▶ _Exercise description_: Extract the profile of pitcher Zach Pop below, reproducing the entire passage word for word.

▶ _Reading passage_:
--- --- ---

Zach Pop isn’t the biggest name going from the Dodgers to the Orioles in the Manny Machado trade. But he does have the most electric arm, as well as an impressive track record against A-ball competition. In 35 professional games, the 21-year-old Brampton, Ontario native has allowed just 27 hits — only one of them a home run — in 48.1 innings. His ERA is a minuscule 0.93.

A seventh-round pick last year out of the University of Kentucky, Pop profiles, at least stylistically, as a right-handed version of Zach Britton. His signature pitch is a sinker that not only dips and dives but also sits in the mid-90s and ticks even higher. The worm-killer certainly proved to be an anathema to Midwest and California League hitters this season. Pitching for the Great Lakes Loons and Rancho Cucamonga Quakes, Pop boasted a 64% ground-ball rate and a .168 batting-average-against before being promoted to Double-A earlier this week (and subsequently swapped to the Dodgers, who are reportedly assigning him to the Bowie BaySox).

Pop talked about his aggressive approach on the mound and his decision to not sign with his then-favorite team out of high school, prior to the trade from Los Angeles to Baltimore.

--- --- ---

▶ _Supplied information_:
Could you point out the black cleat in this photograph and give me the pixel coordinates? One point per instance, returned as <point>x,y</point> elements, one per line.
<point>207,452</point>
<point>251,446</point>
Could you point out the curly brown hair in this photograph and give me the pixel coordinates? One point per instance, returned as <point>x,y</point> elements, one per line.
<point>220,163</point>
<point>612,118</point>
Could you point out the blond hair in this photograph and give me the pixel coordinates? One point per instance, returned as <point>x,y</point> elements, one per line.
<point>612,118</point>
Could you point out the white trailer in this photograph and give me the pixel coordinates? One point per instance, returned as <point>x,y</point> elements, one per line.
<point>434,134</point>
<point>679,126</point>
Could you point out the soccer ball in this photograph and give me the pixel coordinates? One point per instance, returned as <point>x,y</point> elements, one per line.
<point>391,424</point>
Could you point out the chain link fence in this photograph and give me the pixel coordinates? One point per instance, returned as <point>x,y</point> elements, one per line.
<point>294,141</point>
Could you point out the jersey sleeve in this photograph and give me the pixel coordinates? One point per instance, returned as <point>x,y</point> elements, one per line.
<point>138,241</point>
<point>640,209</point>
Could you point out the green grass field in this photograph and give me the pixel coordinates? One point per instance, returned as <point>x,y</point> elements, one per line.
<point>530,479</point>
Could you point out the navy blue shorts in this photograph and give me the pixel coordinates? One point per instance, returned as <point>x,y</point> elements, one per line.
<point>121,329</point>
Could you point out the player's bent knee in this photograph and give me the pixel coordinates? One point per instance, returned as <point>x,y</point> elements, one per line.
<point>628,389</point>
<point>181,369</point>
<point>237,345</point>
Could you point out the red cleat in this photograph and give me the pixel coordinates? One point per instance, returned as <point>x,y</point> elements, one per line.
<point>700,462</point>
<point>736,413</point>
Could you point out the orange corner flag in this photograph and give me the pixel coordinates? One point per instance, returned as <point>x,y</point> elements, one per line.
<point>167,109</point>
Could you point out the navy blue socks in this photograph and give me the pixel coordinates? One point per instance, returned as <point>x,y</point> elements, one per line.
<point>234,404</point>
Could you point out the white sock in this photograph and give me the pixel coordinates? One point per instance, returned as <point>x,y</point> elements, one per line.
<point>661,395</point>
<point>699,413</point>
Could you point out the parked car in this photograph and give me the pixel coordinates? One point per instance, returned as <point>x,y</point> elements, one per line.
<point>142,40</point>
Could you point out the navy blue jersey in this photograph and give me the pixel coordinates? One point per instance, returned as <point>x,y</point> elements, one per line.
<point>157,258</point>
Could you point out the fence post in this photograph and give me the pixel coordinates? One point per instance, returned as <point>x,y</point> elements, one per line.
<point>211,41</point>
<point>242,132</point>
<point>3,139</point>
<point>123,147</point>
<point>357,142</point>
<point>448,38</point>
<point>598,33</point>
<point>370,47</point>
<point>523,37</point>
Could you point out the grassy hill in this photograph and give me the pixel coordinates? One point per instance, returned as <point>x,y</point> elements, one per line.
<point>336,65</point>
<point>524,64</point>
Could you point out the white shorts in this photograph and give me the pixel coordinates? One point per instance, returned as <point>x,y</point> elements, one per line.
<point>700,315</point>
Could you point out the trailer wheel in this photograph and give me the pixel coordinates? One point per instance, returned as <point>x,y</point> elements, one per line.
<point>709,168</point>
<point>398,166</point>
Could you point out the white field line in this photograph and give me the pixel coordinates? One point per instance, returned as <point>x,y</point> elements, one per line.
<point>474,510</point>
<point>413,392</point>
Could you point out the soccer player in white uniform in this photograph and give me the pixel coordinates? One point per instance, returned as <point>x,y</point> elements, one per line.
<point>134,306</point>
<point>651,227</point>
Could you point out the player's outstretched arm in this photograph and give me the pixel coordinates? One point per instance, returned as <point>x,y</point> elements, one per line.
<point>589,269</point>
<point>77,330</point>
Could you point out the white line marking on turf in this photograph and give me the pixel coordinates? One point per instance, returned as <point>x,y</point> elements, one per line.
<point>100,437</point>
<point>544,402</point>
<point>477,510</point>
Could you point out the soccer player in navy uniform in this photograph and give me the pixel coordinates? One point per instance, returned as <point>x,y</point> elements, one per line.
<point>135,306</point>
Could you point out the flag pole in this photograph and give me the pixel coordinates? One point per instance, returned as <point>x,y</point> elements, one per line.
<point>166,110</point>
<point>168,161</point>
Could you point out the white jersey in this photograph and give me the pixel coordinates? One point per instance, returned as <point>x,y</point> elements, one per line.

--- --- ---

▶ _Response area_:
Zach Pop isn’t the biggest name going from the Dodgers to the Orioles in the Manny Machado trade. But he does have the most electric arm, as well as an impressive track record against A-ball competition. In 35 professional games, the 21-year-old Brampton, Ontario native has allowed just 27 hits — only one of them a home run — in 48.1 innings. His ERA is a minuscule 0.93.

A seventh-round pick last year out of the University of Kentucky, Pop profiles, at least stylistically, as a right-handed version of Zach Britton. His signature pitch is a sinker that not only dips and dives but also sits in the mid-90s and ticks even higher. The worm-killer certainly proved to be an anathema to Midwest and California League hitters this season. Pitching for the Great Lakes Loons and Rancho Cucamonga Quakes, Pop boasted a 64% ground-ball rate and a .168 batting-average-against before being promoted to Double-A earlier this week (and subsequently swapped to the Dodgers, who are reportedly assigning him to the Bowie BaySox).

Pop talked about his aggressive approach on the mound and his decision to not sign with his then-favorite team out of high school, prior to the trade from Los Angeles to Baltimore.